| DATA TO PROCESS |

-------

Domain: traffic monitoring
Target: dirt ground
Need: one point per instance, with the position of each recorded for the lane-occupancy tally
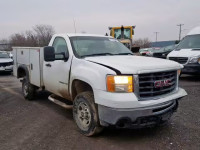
(41, 124)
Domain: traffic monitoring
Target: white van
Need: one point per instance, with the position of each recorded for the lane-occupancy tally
(187, 52)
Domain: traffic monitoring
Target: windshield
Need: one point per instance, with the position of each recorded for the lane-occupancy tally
(127, 33)
(190, 42)
(4, 55)
(90, 46)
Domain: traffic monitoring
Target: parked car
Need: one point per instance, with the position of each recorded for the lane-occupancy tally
(6, 63)
(187, 52)
(145, 51)
(106, 83)
(163, 52)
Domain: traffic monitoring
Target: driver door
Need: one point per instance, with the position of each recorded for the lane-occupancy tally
(56, 73)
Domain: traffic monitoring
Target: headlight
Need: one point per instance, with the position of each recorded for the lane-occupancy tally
(194, 60)
(120, 84)
(179, 72)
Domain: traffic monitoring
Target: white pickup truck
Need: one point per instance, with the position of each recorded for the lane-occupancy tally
(107, 84)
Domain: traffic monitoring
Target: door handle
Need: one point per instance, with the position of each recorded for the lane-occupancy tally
(48, 65)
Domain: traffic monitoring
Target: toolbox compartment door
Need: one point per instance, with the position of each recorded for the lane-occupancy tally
(35, 77)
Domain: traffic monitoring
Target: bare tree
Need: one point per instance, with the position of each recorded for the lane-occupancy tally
(18, 39)
(40, 36)
(142, 43)
(4, 45)
(43, 34)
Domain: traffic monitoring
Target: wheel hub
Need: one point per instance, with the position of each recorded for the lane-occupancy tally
(83, 115)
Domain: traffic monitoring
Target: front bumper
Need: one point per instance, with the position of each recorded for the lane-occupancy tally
(191, 69)
(136, 118)
(130, 100)
(6, 69)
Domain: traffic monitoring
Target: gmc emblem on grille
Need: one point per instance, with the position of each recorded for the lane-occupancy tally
(162, 83)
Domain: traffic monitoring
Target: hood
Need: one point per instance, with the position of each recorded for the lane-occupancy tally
(184, 53)
(5, 60)
(135, 64)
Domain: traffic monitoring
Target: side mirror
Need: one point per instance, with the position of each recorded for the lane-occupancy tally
(49, 53)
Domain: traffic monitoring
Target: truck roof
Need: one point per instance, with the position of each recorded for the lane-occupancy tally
(194, 31)
(80, 34)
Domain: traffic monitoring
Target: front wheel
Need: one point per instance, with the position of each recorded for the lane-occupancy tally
(86, 115)
(28, 89)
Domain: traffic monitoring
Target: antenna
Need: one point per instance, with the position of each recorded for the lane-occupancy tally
(74, 25)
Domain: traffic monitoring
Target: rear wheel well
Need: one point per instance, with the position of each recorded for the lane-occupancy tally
(79, 86)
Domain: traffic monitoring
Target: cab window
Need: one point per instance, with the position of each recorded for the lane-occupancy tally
(60, 46)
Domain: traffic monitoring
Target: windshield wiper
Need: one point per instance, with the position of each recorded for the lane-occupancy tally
(124, 54)
(100, 54)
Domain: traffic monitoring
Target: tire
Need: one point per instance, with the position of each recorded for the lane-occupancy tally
(85, 114)
(28, 89)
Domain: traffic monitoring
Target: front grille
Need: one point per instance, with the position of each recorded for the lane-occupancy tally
(158, 55)
(4, 64)
(147, 81)
(181, 60)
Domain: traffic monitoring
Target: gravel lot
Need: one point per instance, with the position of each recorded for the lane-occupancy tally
(41, 124)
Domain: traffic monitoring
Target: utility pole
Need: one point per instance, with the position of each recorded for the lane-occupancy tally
(180, 25)
(156, 35)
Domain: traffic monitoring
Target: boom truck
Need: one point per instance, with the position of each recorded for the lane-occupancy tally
(106, 84)
(124, 34)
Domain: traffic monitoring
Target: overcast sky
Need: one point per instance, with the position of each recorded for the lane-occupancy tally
(95, 16)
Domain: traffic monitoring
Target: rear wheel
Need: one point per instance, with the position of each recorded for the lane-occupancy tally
(28, 89)
(86, 115)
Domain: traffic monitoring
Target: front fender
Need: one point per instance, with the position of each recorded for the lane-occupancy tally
(91, 73)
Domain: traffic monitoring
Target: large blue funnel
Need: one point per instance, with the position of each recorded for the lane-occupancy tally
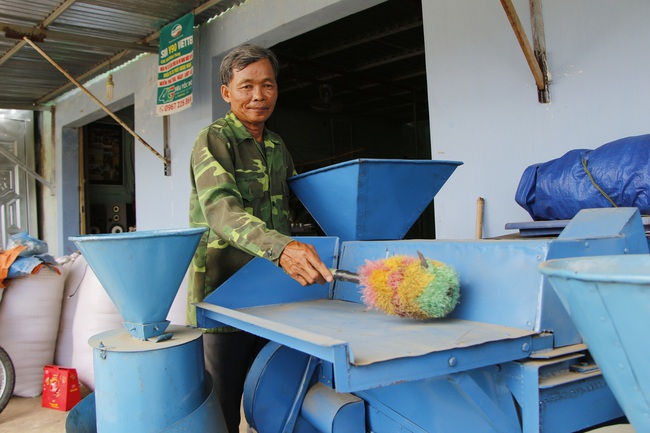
(608, 298)
(371, 199)
(141, 272)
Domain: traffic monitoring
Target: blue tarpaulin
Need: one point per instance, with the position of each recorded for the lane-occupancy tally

-------

Copy every line of the data exactly as written, excluding the pictures.

Domain: traffic monitoring
Target: dirt ground
Need: one point per instance, with the position of each recorded for the lane-occupancy tally
(41, 124)
Domain: traffic monitoring
Target: white van
Need: one point per instance, with the position of each recorded for the lane-occupancy tally
(187, 52)
Domain: traffic monitoring
Target: windshield
Need: one point per instance, with the position of each recorded for the lane-occupancy tally
(127, 33)
(190, 42)
(4, 55)
(90, 46)
Domain: traffic monitoring
Target: parked car
Need: one point per instance, with the position of each recorded for the lane-occupancy tally
(6, 63)
(187, 52)
(145, 51)
(106, 83)
(163, 52)
Domain: traffic monitoring
Target: driver door
Need: one point per instance, with the position of each recorded for the lane-occupancy tally
(56, 73)
Domain: traffic monitoring
Target: headlight
Need: one point per instance, with the position of each recorded for the lane-occupancy tally
(194, 60)
(120, 84)
(179, 72)
Domain: traffic monitoring
Target: white pickup truck
Need: one point per instance, with the position of each recorded for the lane-occupancy tally
(107, 84)
Domain: traffic monitoring
Target: door handle
Need: one point per instance, with the position of each recorded for the lane-occupancy tally
(48, 65)
Domain: traffic monitoring
Target: toolbox compartment door
Need: one point per instance, with the position of each recorded for the lane-occupancy tally
(35, 77)
Domain: traffic monitoring
Target: bare tree
Need: one point per instance, with the position of each recorded for the lane-occupancy tally
(18, 39)
(40, 36)
(142, 43)
(4, 45)
(43, 34)
Domain: traffic monitoring
Target: wheel hub
Need: one point per instance, with the position of each recorded for the lane-occupancy tally
(83, 115)
Domain: traffic monitoring
Target: front bumper
Need: one point per instance, with the position of each recorded for the lane-occupancy tally
(191, 69)
(136, 118)
(130, 100)
(6, 69)
Domain: traffic monitoring
Target: gmc emblem on grille
Need: one point per instance, with the position of each recorded for the lane-occupancy tally
(162, 83)
Domain: traffic monitoring
Target: hood
Need: one point per instance, with the position of each recorded for the lane-occupancy tally
(184, 53)
(5, 60)
(135, 64)
Domain: traffic monitoring
Target: side mirror
Need: one point per instance, with the position of each recorded for the lane-occupancy tally
(49, 53)
Domain: traffic monitoring
Target: truck roof
Need: one point per instance, with the position of each recorded for the lane-occupancy tally
(194, 31)
(80, 34)
Domain: traffic monitoring
Target: front wheel
Need: one point per instance, with the position of each recorded for the lane-occupancy tally
(86, 115)
(28, 89)
Domain: traffic monitoring
Target: antenna
Need: one point per instance, with the position of each recorded for the lane-occupancy tally
(74, 25)
Domain: traffic monitoring
Target: rear wheel well
Need: one point per instance, with the position of each recorded for the lane-occupancy tally
(79, 86)
Domain: traffic monitoring
Target: cab window
Need: one point per instance, with the position of each recorded for the lane-occupancy tally
(60, 46)
Domain: traffic monitoring
Target: windshield wiper
Need: one point per instance, with the position of each recorded for the lane-occupancy tally
(124, 54)
(100, 54)
Domain: traffic monitoring
Target: tire
Need: one point per instance, with the position of each recorded for the lane-occupancy tally
(85, 114)
(28, 89)
Domain: traffic monitoring
Target: front grille
Need: one point per instance, with the position of each recorded for the lane-occupancy tally
(158, 55)
(4, 64)
(147, 81)
(181, 60)
Domain: traffic monitoring
Target: gravel lot
Need: one point per instance, with the position of each recorded for the lane-occupancy tally
(41, 124)
Domain: traffic monitoring
Target: utility pole
Need: one point per instance, with the position of each recorded for the lane-occupancy tally
(180, 25)
(156, 35)
Domain: traffic monitoring
Target: boom truck
Need: one point per instance, with the position of each recorded for the lane-occupancy tally
(106, 84)
(124, 34)
Domain: traffic monitoring
Target: overcast sky
Need: one point per instance, with the position of each recorded for the lane-occupancy tally
(95, 16)
Domain: traffic monitoring
Target: rear wheel
Need: one point per instance, with the position of each recorded for the lane-occupancy tally
(28, 89)
(86, 115)
Domain: traffic monitoring
Target: front fender
Need: one point per instance, with the position of each recorded for the lane-occupancy tally
(91, 73)
Domain: traffic monitoring
Target: large blue funnel
Need: one point per instance, with the position of each recorded for the lane-occupancy tally
(608, 298)
(371, 199)
(141, 272)
Domain: traffic monitoring
Target: blue tarpaulin
Need: one point per instance, with the position of each recorded for the lane-occupancy tally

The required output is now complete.